(Collection entries)
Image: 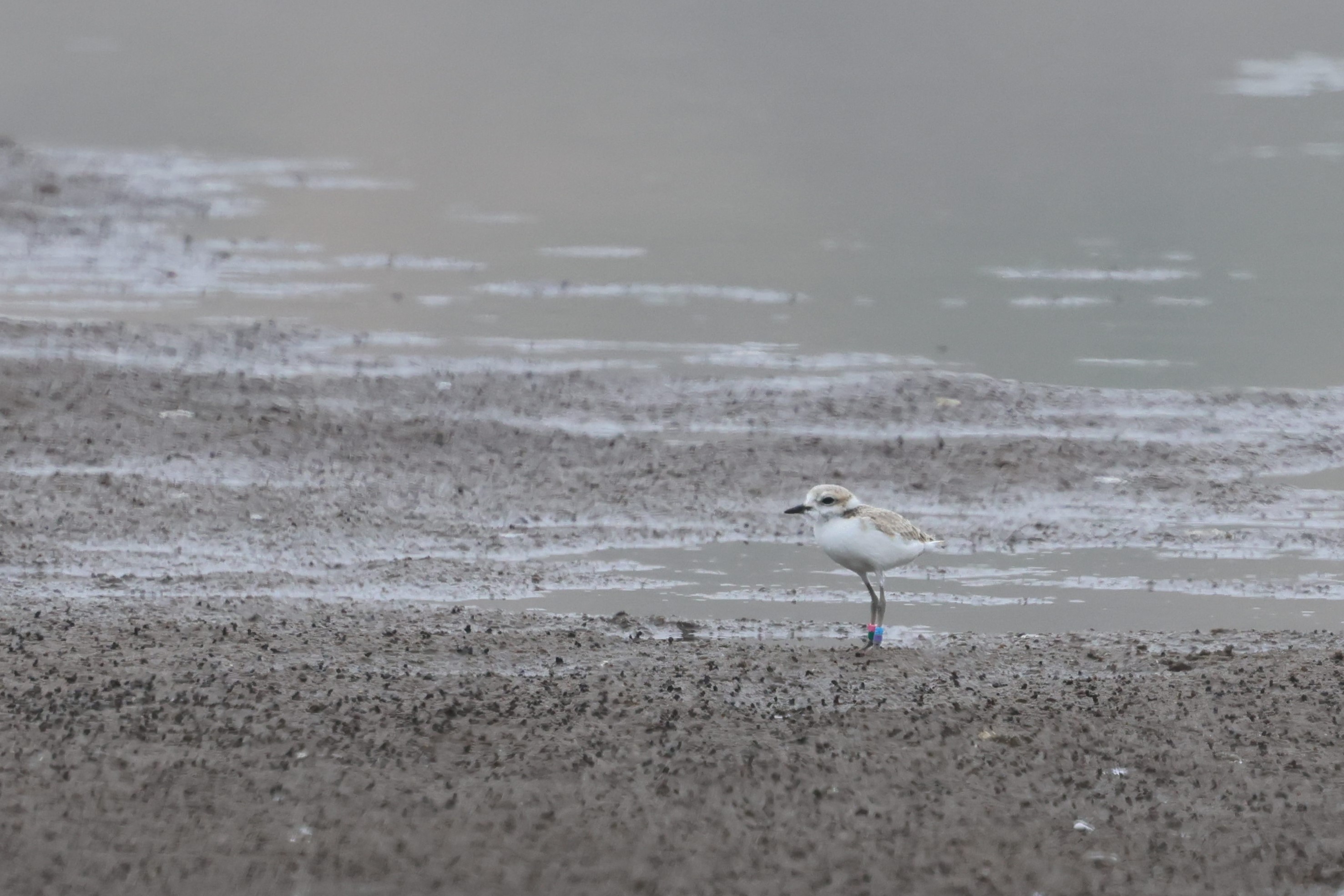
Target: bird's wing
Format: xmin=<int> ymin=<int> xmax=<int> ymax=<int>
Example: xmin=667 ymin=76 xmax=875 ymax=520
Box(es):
xmin=845 ymin=504 xmax=938 ymax=544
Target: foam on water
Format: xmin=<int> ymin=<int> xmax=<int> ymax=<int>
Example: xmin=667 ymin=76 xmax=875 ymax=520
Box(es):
xmin=1224 ymin=52 xmax=1344 ymax=97
xmin=473 ymin=281 xmax=808 ymax=305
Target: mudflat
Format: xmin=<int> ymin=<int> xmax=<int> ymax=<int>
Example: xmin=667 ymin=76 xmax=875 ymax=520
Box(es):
xmin=8 ymin=321 xmax=1344 ymax=895
xmin=0 ymin=595 xmax=1344 ymax=895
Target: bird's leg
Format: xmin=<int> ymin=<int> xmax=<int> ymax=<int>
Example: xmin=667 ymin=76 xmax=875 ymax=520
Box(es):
xmin=878 ymin=572 xmax=887 ymax=629
xmin=859 ymin=572 xmax=879 ymax=649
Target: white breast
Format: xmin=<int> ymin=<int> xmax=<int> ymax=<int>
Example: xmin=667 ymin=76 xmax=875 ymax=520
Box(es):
xmin=814 ymin=517 xmax=925 ymax=572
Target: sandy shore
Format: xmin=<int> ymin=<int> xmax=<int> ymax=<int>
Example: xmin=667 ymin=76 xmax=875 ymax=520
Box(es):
xmin=0 ymin=321 xmax=1344 ymax=895
xmin=0 ymin=596 xmax=1344 ymax=895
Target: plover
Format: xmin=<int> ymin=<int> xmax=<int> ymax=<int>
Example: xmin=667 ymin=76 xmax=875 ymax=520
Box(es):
xmin=785 ymin=485 xmax=942 ymax=649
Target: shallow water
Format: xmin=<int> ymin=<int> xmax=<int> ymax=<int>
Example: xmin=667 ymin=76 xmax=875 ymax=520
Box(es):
xmin=13 ymin=0 xmax=1344 ymax=631
xmin=0 ymin=0 xmax=1344 ymax=386
xmin=511 ymin=543 xmax=1344 ymax=635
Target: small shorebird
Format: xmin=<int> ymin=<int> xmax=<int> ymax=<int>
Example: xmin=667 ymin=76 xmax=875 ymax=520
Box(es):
xmin=785 ymin=485 xmax=942 ymax=650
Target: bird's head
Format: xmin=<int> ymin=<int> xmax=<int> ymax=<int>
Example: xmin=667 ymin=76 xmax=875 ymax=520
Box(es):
xmin=785 ymin=485 xmax=860 ymax=518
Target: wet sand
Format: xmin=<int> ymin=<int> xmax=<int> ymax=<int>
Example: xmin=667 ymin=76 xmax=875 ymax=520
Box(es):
xmin=8 ymin=321 xmax=1344 ymax=893
xmin=8 ymin=594 xmax=1344 ymax=895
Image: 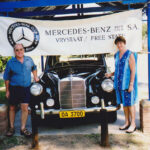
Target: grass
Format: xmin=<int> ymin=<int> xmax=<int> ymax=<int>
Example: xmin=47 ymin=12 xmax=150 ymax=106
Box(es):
xmin=0 ymin=133 xmax=150 ymax=150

• SHORT TASK:
Quote verbatim the lines of the entries from the line containing "Target: bird's leg" up to and including the line containing "xmin=785 ymin=485 xmax=860 ymax=518".

• RESULT OF THE EXERCISE:
Target: bird's leg
Format: xmin=<int> ymin=<int> xmax=<int> ymax=<int>
Example: xmin=667 ymin=76 xmax=875 ymax=520
Box(es):
xmin=878 ymin=572 xmax=887 ymax=629
xmin=859 ymin=572 xmax=879 ymax=649
Target: white breast
Format: xmin=<int> ymin=<int> xmax=<int> ymax=<int>
Example: xmin=667 ymin=76 xmax=875 ymax=520
Box(es):
xmin=814 ymin=517 xmax=925 ymax=572
Target: sandy shore
Format: xmin=<int> ymin=<int> xmax=<int> ymax=<int>
Example: xmin=667 ymin=76 xmax=875 ymax=520
Box(es):
xmin=0 ymin=321 xmax=1344 ymax=895
xmin=0 ymin=596 xmax=1344 ymax=895
Target: plover
Format: xmin=<int> ymin=<int> xmax=<int> ymax=<int>
Example: xmin=667 ymin=76 xmax=875 ymax=520
Box(es):
xmin=785 ymin=485 xmax=942 ymax=649
Target: shallow water
Format: xmin=<int> ymin=<int> xmax=<int> ymax=<int>
Example: xmin=667 ymin=76 xmax=875 ymax=520
Box(es):
xmin=13 ymin=0 xmax=1344 ymax=631
xmin=0 ymin=0 xmax=1344 ymax=386
xmin=511 ymin=543 xmax=1344 ymax=635
Target: small shorebird
Format: xmin=<int> ymin=<int> xmax=<int> ymax=<int>
Example: xmin=667 ymin=76 xmax=875 ymax=520
Box(es):
xmin=785 ymin=485 xmax=942 ymax=650
Target: bird's head
Format: xmin=<int> ymin=<int> xmax=<int> ymax=<int>
Example: xmin=667 ymin=76 xmax=875 ymax=520
Box(es):
xmin=785 ymin=485 xmax=860 ymax=518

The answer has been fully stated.